WRITTEN INSTRUCTION: Rescale the records starting at the first line and ending at the line containing "<point>612,346</point>", reproducing every line, including those that are not answers, with each point coordinate in the answers multiplied by 1.15 and rounded to the nearest whole number, halves rounded up. Keep all numbers outside the answers unchanged, and omit the pictures.
________________
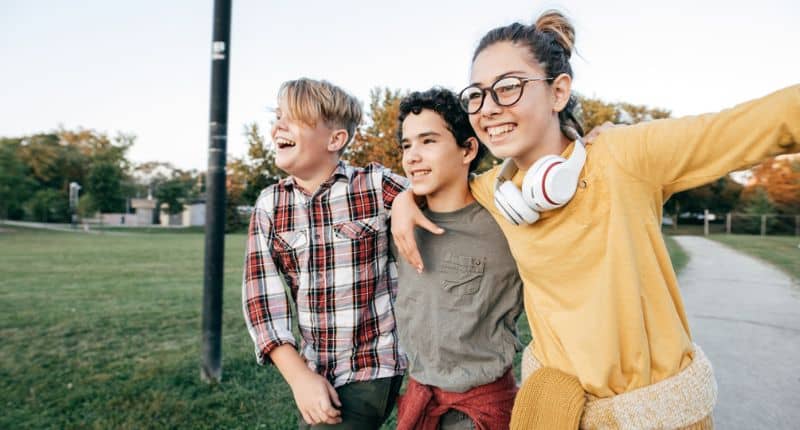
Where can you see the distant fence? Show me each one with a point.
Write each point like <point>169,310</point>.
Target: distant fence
<point>741,223</point>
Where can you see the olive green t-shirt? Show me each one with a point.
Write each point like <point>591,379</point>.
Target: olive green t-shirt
<point>457,320</point>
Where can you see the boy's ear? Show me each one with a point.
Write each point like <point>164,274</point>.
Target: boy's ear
<point>471,152</point>
<point>338,140</point>
<point>562,89</point>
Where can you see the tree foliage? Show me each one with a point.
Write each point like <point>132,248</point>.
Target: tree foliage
<point>376,141</point>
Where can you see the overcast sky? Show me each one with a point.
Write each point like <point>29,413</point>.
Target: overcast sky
<point>143,67</point>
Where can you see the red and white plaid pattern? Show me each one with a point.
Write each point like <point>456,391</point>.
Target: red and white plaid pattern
<point>331,251</point>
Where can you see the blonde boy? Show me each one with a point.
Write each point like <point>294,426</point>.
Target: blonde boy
<point>322,232</point>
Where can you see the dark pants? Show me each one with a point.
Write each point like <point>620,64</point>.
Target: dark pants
<point>365,405</point>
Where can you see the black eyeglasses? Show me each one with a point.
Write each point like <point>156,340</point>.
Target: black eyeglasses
<point>505,92</point>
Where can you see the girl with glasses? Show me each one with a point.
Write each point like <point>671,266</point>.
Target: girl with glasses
<point>612,346</point>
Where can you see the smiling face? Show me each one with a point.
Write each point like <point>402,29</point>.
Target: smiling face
<point>300,148</point>
<point>515,131</point>
<point>432,160</point>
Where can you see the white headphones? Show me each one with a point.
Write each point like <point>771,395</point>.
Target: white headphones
<point>549,184</point>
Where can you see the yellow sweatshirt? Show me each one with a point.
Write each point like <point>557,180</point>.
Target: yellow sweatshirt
<point>600,292</point>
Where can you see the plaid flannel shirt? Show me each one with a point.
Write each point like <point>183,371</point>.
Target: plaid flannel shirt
<point>331,250</point>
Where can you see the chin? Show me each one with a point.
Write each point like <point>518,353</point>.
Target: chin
<point>420,191</point>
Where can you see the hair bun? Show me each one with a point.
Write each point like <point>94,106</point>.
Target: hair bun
<point>554,22</point>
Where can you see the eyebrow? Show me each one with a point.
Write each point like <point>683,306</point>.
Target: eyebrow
<point>422,135</point>
<point>500,76</point>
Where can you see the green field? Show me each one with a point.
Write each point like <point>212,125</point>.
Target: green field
<point>102,331</point>
<point>780,251</point>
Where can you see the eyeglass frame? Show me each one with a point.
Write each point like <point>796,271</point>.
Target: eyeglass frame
<point>492,92</point>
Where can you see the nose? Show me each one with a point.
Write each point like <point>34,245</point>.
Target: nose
<point>411,155</point>
<point>277,125</point>
<point>490,107</point>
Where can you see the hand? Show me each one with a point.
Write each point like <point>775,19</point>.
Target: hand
<point>589,138</point>
<point>316,397</point>
<point>405,217</point>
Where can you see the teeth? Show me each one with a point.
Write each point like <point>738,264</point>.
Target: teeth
<point>282,143</point>
<point>496,131</point>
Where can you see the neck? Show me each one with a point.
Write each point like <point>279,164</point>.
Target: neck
<point>553,143</point>
<point>311,181</point>
<point>452,198</point>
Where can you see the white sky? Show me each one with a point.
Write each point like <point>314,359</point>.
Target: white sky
<point>144,66</point>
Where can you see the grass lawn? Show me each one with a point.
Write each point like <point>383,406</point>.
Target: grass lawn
<point>780,251</point>
<point>102,331</point>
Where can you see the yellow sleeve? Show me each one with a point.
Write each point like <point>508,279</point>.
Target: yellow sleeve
<point>482,187</point>
<point>682,153</point>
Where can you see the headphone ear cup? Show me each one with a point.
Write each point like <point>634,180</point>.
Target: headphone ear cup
<point>561,183</point>
<point>534,187</point>
<point>512,205</point>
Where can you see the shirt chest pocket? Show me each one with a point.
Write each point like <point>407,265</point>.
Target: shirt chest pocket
<point>359,229</point>
<point>292,249</point>
<point>462,274</point>
<point>360,241</point>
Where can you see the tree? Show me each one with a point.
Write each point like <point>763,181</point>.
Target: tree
<point>48,205</point>
<point>377,141</point>
<point>779,178</point>
<point>104,184</point>
<point>754,204</point>
<point>16,184</point>
<point>173,192</point>
<point>594,112</point>
<point>254,172</point>
<point>248,176</point>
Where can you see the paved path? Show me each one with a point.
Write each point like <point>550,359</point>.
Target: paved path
<point>745,315</point>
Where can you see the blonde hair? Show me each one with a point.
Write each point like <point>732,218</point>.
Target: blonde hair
<point>309,101</point>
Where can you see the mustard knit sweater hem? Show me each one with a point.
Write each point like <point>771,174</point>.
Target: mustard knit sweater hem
<point>684,400</point>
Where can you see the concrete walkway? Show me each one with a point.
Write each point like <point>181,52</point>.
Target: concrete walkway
<point>745,315</point>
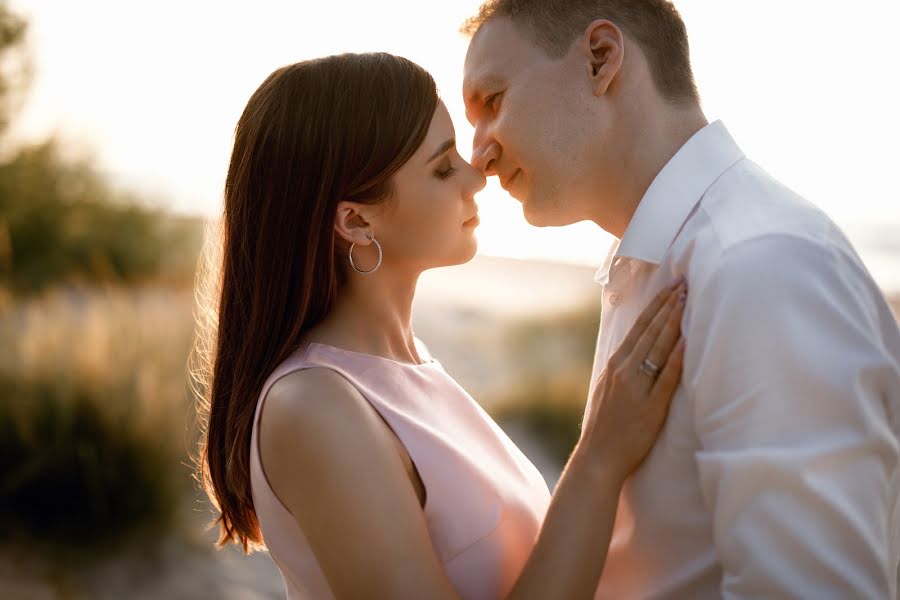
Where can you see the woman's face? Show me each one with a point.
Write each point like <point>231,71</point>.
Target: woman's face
<point>431,217</point>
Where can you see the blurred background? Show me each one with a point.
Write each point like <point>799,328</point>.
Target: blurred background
<point>116,123</point>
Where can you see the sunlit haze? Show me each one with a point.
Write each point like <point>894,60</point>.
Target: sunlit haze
<point>153,91</point>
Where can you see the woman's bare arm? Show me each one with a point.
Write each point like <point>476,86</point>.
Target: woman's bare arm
<point>332,462</point>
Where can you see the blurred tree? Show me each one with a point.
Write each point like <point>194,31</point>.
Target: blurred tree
<point>14,66</point>
<point>60,221</point>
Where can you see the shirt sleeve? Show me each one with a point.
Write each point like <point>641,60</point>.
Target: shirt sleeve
<point>795,401</point>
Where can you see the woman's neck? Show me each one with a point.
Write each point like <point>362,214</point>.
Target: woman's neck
<point>373,315</point>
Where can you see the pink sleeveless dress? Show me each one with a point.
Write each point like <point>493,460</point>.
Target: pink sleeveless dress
<point>484,502</point>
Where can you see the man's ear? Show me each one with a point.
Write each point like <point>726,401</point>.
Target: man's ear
<point>603,47</point>
<point>351,223</point>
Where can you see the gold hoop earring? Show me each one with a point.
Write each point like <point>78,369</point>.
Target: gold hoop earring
<point>377,264</point>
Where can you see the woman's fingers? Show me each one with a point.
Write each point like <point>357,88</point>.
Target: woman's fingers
<point>669,378</point>
<point>666,338</point>
<point>646,317</point>
<point>651,334</point>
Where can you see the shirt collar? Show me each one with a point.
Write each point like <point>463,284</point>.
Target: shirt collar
<point>672,196</point>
________________
OUTPUT BELOW:
Where can you see the distant fence? Show me each one with a point.
Write each point like <point>169,310</point>.
Target: distant fence
<point>852,256</point>
Where can you see the olive green t-shirt? Show me each one with a point.
Write each point like <point>591,379</point>.
Target: olive green t-shirt
<point>526,368</point>
Where can you see the boy's ear? Show me each one with a point.
Write each point like <point>164,274</point>.
Target: boy's ear
<point>542,175</point>
<point>389,161</point>
<point>646,102</point>
Where can you see the tree foliage? Show me each one with a point.
Write each point like <point>132,248</point>.
Target: tree foliage
<point>432,162</point>
Where can you see the overcast sky? Show me each one with a point.
Write each point like <point>29,413</point>.
Target: overcast sky
<point>164,77</point>
Where can you see the red and white plaid pattern? Show me each one with a point.
Write each point like <point>456,391</point>.
Target: red and white plaid pattern
<point>381,289</point>
Where can you see the blonde boy? Show me each one with a point.
Write each point like <point>294,426</point>.
Target: blonde boy
<point>370,267</point>
Where can you see the dark pants? Show me each one with a point.
Write each point like <point>620,64</point>.
Target: dark pants
<point>420,466</point>
Where can you see the black eyeglasses? Show me each one with a point.
Write each point like <point>156,340</point>.
Target: black eyeglasses
<point>581,106</point>
Where can you see the girl with glasses? Show me each one with a point.
Write each point like <point>671,266</point>.
Target: girl with glasses
<point>704,398</point>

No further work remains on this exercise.